» **DATASET**
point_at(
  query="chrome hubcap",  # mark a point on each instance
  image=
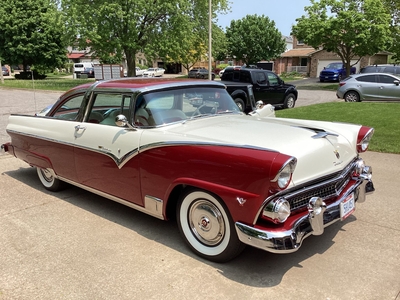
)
(47, 175)
(206, 222)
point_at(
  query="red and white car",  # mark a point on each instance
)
(182, 149)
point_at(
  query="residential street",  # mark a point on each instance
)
(77, 245)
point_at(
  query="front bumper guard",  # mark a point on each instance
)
(319, 216)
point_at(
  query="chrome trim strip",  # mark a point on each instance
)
(296, 190)
(289, 241)
(120, 162)
(147, 209)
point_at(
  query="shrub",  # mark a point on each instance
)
(28, 75)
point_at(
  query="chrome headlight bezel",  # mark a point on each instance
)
(277, 210)
(284, 176)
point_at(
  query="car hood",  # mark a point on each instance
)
(321, 148)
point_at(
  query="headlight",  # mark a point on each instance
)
(285, 173)
(277, 211)
(363, 139)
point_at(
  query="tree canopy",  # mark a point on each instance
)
(161, 29)
(254, 38)
(349, 28)
(31, 33)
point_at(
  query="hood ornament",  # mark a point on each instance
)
(337, 154)
(241, 201)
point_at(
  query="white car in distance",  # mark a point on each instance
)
(154, 72)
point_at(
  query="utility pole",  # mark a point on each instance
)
(1, 74)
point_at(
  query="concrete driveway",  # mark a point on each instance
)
(77, 245)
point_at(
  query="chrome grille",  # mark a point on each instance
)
(325, 188)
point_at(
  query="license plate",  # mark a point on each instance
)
(347, 207)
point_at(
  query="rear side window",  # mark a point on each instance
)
(386, 79)
(367, 78)
(390, 69)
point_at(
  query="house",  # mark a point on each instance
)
(310, 61)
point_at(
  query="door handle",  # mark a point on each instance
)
(79, 127)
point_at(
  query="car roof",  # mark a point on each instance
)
(373, 73)
(147, 84)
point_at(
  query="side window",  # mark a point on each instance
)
(386, 79)
(69, 110)
(390, 69)
(273, 79)
(107, 106)
(228, 75)
(367, 78)
(260, 78)
(245, 77)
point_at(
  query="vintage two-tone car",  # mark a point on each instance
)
(182, 149)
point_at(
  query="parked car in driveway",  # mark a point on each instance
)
(5, 70)
(387, 68)
(89, 72)
(334, 72)
(267, 87)
(369, 86)
(200, 74)
(153, 72)
(181, 149)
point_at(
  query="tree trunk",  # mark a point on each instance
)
(131, 62)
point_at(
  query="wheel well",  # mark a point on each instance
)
(172, 202)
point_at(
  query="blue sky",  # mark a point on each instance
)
(283, 12)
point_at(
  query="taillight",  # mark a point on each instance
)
(363, 138)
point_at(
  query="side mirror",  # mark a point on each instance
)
(122, 121)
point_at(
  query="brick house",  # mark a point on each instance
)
(310, 61)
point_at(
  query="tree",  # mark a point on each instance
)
(166, 29)
(349, 28)
(31, 33)
(254, 38)
(393, 8)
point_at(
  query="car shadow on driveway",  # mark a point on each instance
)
(254, 267)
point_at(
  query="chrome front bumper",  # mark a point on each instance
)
(319, 216)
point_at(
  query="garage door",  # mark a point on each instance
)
(323, 63)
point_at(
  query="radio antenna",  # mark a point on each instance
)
(34, 95)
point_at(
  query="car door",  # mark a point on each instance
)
(106, 154)
(266, 88)
(368, 87)
(388, 88)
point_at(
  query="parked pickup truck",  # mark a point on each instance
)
(267, 86)
(335, 71)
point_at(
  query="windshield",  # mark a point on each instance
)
(335, 66)
(181, 105)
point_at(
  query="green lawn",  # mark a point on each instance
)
(383, 117)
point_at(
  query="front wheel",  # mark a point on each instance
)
(290, 101)
(49, 181)
(240, 103)
(207, 227)
(351, 97)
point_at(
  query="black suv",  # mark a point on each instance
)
(391, 69)
(267, 86)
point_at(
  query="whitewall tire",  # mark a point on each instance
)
(207, 227)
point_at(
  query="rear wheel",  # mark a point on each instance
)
(290, 101)
(49, 181)
(240, 103)
(207, 227)
(352, 96)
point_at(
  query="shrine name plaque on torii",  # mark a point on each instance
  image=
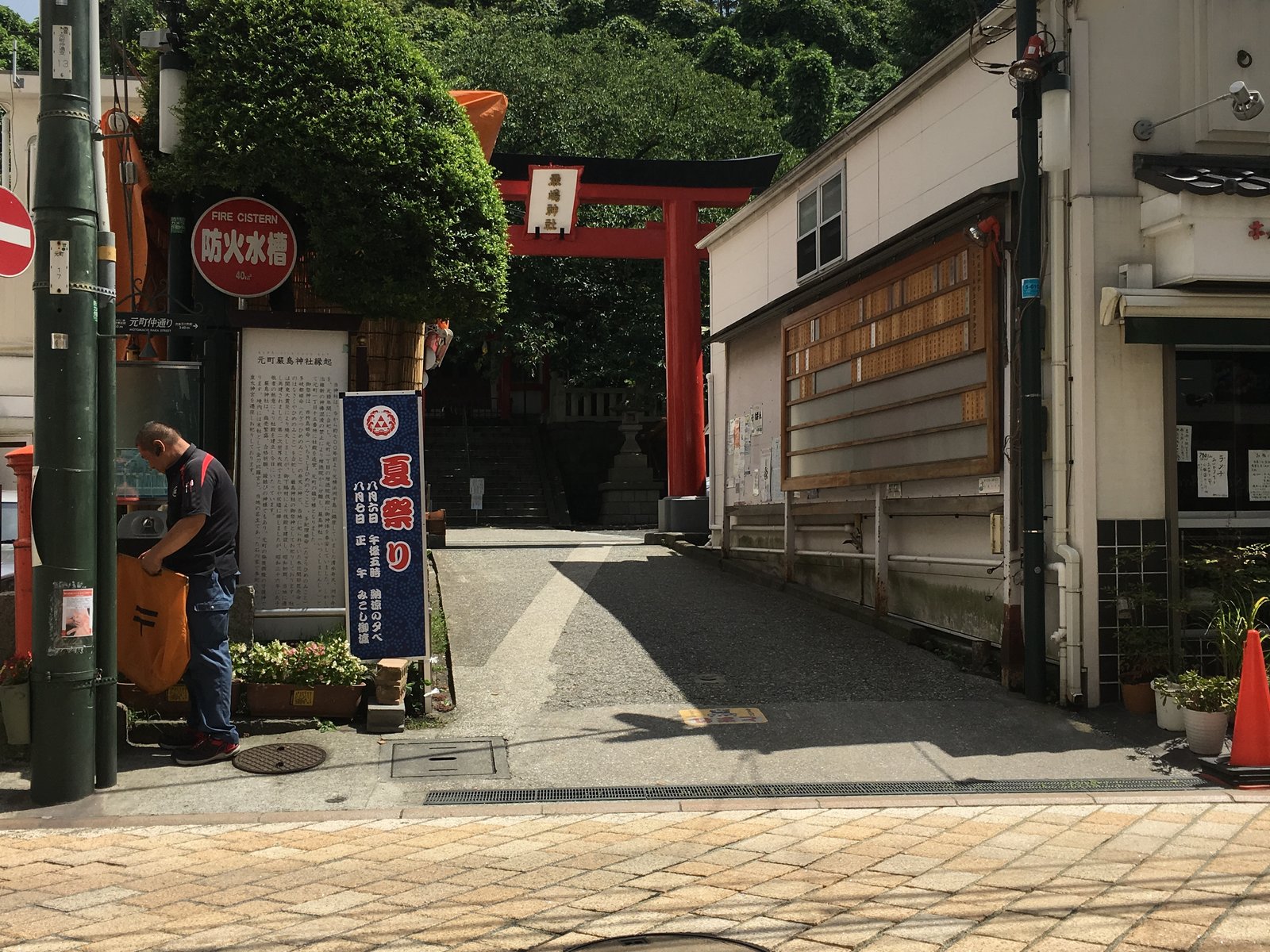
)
(681, 190)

» **SHORT EXERCISE**
Restate each of the entries above word for word and skip every image.

» **EXERCISE ANSWER**
point_at(
  query="chrome hubcap",  # mark a point on each instance
  image=
)
(47, 175)
(206, 222)
point_at(
  query="red and white car",  # mark a point on each instance
)
(182, 149)
point_at(
  query="residential street",  # mark a point on each instance
)
(77, 245)
point_at(
  query="front bumper guard",  # mark a point on each instance
)
(319, 216)
point_at(
  query="chrome trim strip",  # mark a point on each instance
)
(296, 190)
(289, 241)
(120, 162)
(147, 209)
point_at(
  query="shrub",  # mark a point on each instance
)
(28, 75)
point_at(
  query="chrome headlight bezel",  # mark a point on each instance
)
(277, 210)
(284, 176)
point_at(
  query="car hood",  # mark a point on each instance
)
(321, 148)
point_at(
  query="headlight",  # mark a point on each instance
)
(285, 173)
(277, 211)
(363, 139)
point_at(
  query="tree canopy",  # mark a point on each instance
)
(161, 29)
(254, 38)
(349, 28)
(31, 33)
point_at(
  query="hood ornament",  # mark a point on each instance
)
(337, 154)
(241, 201)
point_at(
  query="white car in distance",  # mark a point on each instance
)
(154, 72)
point_at(
  query="utility pole",  # mark a point on each instance
)
(1, 74)
point_at(
  query="concrete driveway",  # mark a point on each instance
)
(77, 245)
point_at(
  query="chrome grille",  # mark a point on each instance
)
(325, 188)
point_at(
  query="license plate",  # mark a point on each instance
)
(347, 207)
point_at(
  query="rear side window",  # mark a point on each instance
)
(386, 79)
(367, 78)
(390, 69)
point_at(
  query="house",  # mark a point on each instance
)
(310, 61)
point_at(
  query="door handle",  # mark a point on each instance
)
(79, 127)
point_at(
  query="car roof",  # mark a point on each instance
)
(373, 73)
(147, 84)
point_at(
  query="side window",  # mark a point on each instance
)
(386, 79)
(69, 110)
(390, 69)
(273, 79)
(107, 106)
(228, 75)
(367, 78)
(260, 78)
(245, 77)
point_at(
  query="vintage two-tone car",  # mark a point on each instance
)
(182, 149)
point_at(
  query="parked car in driveway",  # mark a point on each instance
)
(5, 70)
(387, 68)
(89, 72)
(334, 72)
(267, 87)
(369, 86)
(200, 74)
(153, 72)
(181, 149)
point_at(
  query="tree trunk",  # mark a point on each instance
)
(131, 62)
point_at(
  query="wheel well",  # mark a point on each instance
)
(172, 202)
point_at(
  query="blue sky",  # mark a point on each instance
)
(283, 12)
point_at(
  query="taillight",  # mark a point on each instance
)
(363, 138)
point_at(
  query="side mirror",  # mark a point on each instance
)
(122, 121)
point_at(
  query="brick house",  # mark a point on each instance
)
(310, 61)
point_at(
  query="tree",  # mark a point on each instance
)
(166, 29)
(349, 28)
(31, 33)
(254, 38)
(393, 8)
point_at(
  query="car shadow on driveway",  # mark a point on each instance
)
(254, 267)
point_at(
  query="chrome front bumper",  # mark a point on each instance
)
(319, 216)
point_at(
  query="garage door",  # mark a point on each instance
)
(323, 63)
point_at(
  query="radio antenna",  # mark a point on each instance
)
(34, 95)
point_at(
  query="car door",  # mark a point on each instance
)
(106, 154)
(266, 88)
(368, 87)
(388, 88)
point_at(
  query="parked pickup truck",  # mark a point on each instance
)
(267, 86)
(335, 71)
point_at(
  query="windshield",  # mark a point on each instance
)
(335, 66)
(181, 105)
point_at(
  query="green lawn",  # mark a point on each instance
)
(383, 117)
point_at(
  query="front wheel",  # mark a point on each instance
)
(290, 101)
(49, 181)
(240, 103)
(207, 227)
(351, 97)
point_at(
  query="black suv",  # mark a point on each instance
)
(391, 69)
(267, 86)
point_at(
  query="whitewall tire",  # mark a point on each instance
)
(207, 227)
point_at(
  query="rear wheel",  # mark a point on each instance
)
(290, 101)
(49, 181)
(240, 103)
(207, 227)
(352, 96)
point_at(
  query="shrine name plaque on torii",  # mark a point on each instance
  image=
)
(681, 190)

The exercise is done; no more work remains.